## Objective
Render every line of the records below as a JSON list of strings, one string per line, with blank lines omitted.

:::

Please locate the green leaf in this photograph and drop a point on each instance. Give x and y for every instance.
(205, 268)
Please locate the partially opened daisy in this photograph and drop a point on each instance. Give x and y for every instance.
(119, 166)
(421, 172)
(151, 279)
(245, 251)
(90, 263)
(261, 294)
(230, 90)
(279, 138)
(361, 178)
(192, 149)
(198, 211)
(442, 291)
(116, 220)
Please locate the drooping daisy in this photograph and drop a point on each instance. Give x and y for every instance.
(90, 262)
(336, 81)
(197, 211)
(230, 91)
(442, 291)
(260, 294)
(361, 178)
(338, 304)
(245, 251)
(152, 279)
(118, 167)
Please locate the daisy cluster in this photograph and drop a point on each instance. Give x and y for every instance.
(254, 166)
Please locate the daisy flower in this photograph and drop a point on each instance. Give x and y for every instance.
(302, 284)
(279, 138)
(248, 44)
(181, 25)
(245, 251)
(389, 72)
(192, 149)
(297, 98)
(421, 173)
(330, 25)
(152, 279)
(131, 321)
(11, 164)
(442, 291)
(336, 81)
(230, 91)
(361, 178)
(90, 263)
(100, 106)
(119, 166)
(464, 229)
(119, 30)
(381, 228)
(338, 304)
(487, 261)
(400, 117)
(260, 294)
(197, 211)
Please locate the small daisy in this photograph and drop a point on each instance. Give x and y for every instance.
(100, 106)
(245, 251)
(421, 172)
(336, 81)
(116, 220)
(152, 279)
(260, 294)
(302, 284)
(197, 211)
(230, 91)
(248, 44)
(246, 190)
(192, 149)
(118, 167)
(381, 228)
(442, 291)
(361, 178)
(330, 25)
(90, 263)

:::

## Final result
[
  "Please locate the green leaf in this photograph and drop a point on each instance. Give x and y for every instance.",
  "(205, 268)",
  "Please locate the partially opened daisy in this photograph and drop a point on each instance. Give x and y for every instance.",
  "(119, 166)",
  "(421, 172)",
  "(151, 279)",
  "(245, 251)",
  "(90, 263)",
  "(261, 294)",
  "(230, 90)",
  "(279, 138)",
  "(361, 178)",
  "(192, 149)",
  "(198, 211)",
  "(442, 291)",
  "(116, 220)",
  "Please locate the drooping daisy in this photograph and drop a point on each instance. Give x and y for every instance.",
  "(90, 262)",
  "(336, 81)",
  "(197, 211)",
  "(230, 91)",
  "(442, 291)",
  "(260, 294)",
  "(361, 178)",
  "(338, 304)",
  "(245, 251)",
  "(152, 279)",
  "(118, 167)",
  "Please locate the daisy cluster in this photograph and drop a point on each instance. Give x and y for every instance.",
  "(254, 166)",
  "Please locate the daisy flower in this photograph and drop a point on each instance. Give x and y for every instance.",
  "(302, 284)",
  "(279, 138)",
  "(248, 44)",
  "(181, 25)",
  "(245, 251)",
  "(389, 72)",
  "(192, 149)",
  "(297, 98)",
  "(421, 173)",
  "(330, 25)",
  "(152, 279)",
  "(131, 321)",
  "(11, 164)",
  "(442, 291)",
  "(336, 81)",
  "(230, 91)",
  "(361, 178)",
  "(90, 263)",
  "(100, 106)",
  "(119, 166)",
  "(464, 229)",
  "(119, 30)",
  "(381, 228)",
  "(338, 304)",
  "(487, 261)",
  "(400, 117)",
  "(260, 294)",
  "(197, 211)",
  "Please locate the small daisy in this photograph and drop a point on each instance. Give x and y for every instance.",
  "(100, 106)",
  "(245, 251)",
  "(421, 172)",
  "(336, 81)",
  "(116, 220)",
  "(152, 279)",
  "(260, 294)",
  "(302, 284)",
  "(197, 211)",
  "(230, 91)",
  "(248, 44)",
  "(246, 190)",
  "(192, 149)",
  "(118, 167)",
  "(381, 228)",
  "(442, 291)",
  "(361, 178)",
  "(330, 25)",
  "(90, 263)"
]